▶ SHORT PROBLEM
Set out every one of the records below as a numbered list, leaving out any blank lines.

Excerpts from a pointing dataset:

====

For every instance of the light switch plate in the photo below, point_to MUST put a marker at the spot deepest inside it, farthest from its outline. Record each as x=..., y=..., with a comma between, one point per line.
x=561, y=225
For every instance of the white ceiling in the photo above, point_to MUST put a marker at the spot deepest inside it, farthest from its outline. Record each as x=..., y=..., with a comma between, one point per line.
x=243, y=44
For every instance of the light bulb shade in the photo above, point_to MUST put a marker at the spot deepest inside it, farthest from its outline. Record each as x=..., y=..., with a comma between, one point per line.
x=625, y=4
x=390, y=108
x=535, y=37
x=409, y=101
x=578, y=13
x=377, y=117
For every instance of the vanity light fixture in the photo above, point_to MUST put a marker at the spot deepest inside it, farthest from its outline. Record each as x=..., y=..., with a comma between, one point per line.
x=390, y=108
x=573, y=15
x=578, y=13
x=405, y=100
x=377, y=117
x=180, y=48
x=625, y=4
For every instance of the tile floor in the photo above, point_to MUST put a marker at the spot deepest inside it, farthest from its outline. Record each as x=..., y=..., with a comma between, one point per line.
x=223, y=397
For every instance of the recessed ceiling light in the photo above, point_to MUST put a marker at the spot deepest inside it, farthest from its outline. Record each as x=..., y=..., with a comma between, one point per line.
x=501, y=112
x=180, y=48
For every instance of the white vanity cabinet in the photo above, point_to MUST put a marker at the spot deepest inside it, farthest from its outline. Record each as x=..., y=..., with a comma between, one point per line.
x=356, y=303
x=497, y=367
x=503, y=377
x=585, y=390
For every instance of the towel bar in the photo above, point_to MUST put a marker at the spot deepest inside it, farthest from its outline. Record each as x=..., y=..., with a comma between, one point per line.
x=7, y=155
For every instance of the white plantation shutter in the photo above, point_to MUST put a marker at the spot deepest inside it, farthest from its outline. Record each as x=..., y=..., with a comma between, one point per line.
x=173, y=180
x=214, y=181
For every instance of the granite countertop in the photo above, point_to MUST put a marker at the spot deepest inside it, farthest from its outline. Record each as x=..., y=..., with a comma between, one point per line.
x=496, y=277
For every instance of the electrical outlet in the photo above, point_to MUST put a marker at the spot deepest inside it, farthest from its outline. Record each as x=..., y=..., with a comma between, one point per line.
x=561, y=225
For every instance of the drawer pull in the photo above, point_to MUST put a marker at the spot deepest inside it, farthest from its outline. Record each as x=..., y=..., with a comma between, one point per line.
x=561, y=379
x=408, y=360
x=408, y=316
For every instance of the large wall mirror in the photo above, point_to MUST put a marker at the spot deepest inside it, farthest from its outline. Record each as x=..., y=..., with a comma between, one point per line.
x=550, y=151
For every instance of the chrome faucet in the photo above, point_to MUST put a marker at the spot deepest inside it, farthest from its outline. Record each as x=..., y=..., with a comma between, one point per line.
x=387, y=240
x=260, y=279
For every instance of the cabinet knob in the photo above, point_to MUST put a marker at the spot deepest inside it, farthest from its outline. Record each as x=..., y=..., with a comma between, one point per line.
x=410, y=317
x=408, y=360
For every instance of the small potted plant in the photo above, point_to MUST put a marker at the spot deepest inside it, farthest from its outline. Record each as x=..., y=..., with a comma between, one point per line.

====

▶ RESULT FOR THIS EXERCISE
1. For every instance of the light switch plate in the photo below, point_to MUST put a marker at the spot deepest inside it, farthest from its outline. Record each as x=..., y=..., with a comma between, one point per line.
2. x=561, y=225
3. For every instance of the white ceiling in the photo above, point_to MUST put a marker at the spot deepest inside it, farthest from its outline. Record each as x=..., y=..., with a comma between, one point per line.
4. x=243, y=44
5. For every instance of the light bulb shade in the photo above, point_to MUST put a marker at the spot deepest inside it, farthest from its outline. Record each as x=..., y=..., with a comma between, one point per line.
6. x=625, y=4
7. x=390, y=108
8. x=535, y=37
9. x=409, y=101
10. x=578, y=13
11. x=377, y=117
12. For every instance of the vanity light fixture in the photo above, point_to MUST put a marker at the spot deepest inside it, farthest from its outline. Record each as x=..., y=..., with a comma between, one point per line.
13. x=390, y=108
14. x=573, y=15
15. x=578, y=13
16. x=405, y=100
17. x=377, y=117
18. x=180, y=48
19. x=625, y=4
20. For every instance of the tile floor in the photo above, point_to MUST put a marker at the spot deepest inside it, farthest from its outline. Record each as x=..., y=..., with a comma between, one point per line.
21. x=223, y=397
22. For every instance of the recessed ceiling light in the photo above, point_to MUST put a marker at the spot deepest inside it, farthest from its outline. Record each as x=..., y=..., with a comma between, one point per line.
23. x=501, y=112
24. x=180, y=48
25. For every instance of the white vanity cabinet in the photo above, point_to MUST put a marker at the spot deepest inside it, farthest from its outline. Record each as x=..., y=..., with a comma between, one point per line.
26. x=356, y=303
27. x=497, y=367
28. x=503, y=377
29. x=585, y=390
30. For every instance of the towel bar in the photo above, point_to MUST put a marker at the spot deepest inside it, farthest from its outline. Record each as x=..., y=..., with a comma between, one point per line.
31. x=7, y=155
32. For every instance of the white plantation shutter in the photo above, point_to MUST put a marker at the spot deepest inside it, farthest from its outline. Record each as x=..., y=..., with a comma between, one point per line.
33. x=173, y=180
34. x=214, y=181
35. For every instance of the granite countertop in the photo above, point_to MUST put a marker at the spot deepest inside it, farthest from its outline. Record each as x=..., y=..., with a comma between, one point per line.
36. x=496, y=277
37. For every instance of the electrical outlet in the photo above, point_to MUST put a marker at the spot deepest inside it, farthest from its outline. Record each as x=..., y=..., with a comma between, one point per line.
38. x=561, y=225
39. For every instance of the drawer pull in the photo above, point_to MUST put a marker at the spot deepest inside it, farthest from its outline. Record each as x=..., y=..., with a comma between, one point per line.
40. x=561, y=379
41. x=408, y=360
42. x=408, y=316
43. For every instance of the large wall mirror in the photo above, point_to MUST put a marker at the spot deepest inside it, farthest from its outline. Record each as x=..., y=..., with a comma between, one point per line.
44. x=550, y=151
45. For every instance of the chrome faucet in the photo above, point_to MUST put a marker at the spot deepest inside it, farthest from its outline. Record each as x=..., y=..., with a comma between, one point per line.
46. x=387, y=240
47. x=260, y=279
48. For every instance of the cabinet knob in the photo above, point_to MUST put a marker at the spot deepest inside it, farthest from its outline. Record each as x=..., y=..., with a comma between, one point per line.
49. x=410, y=317
50. x=408, y=360
51. For every instance of the small potted plant in the photo above, point_to MUST put a marker at the spot deepest inside it, farthest from its outline. Record each as x=..., y=..., with a comma between, one point per line.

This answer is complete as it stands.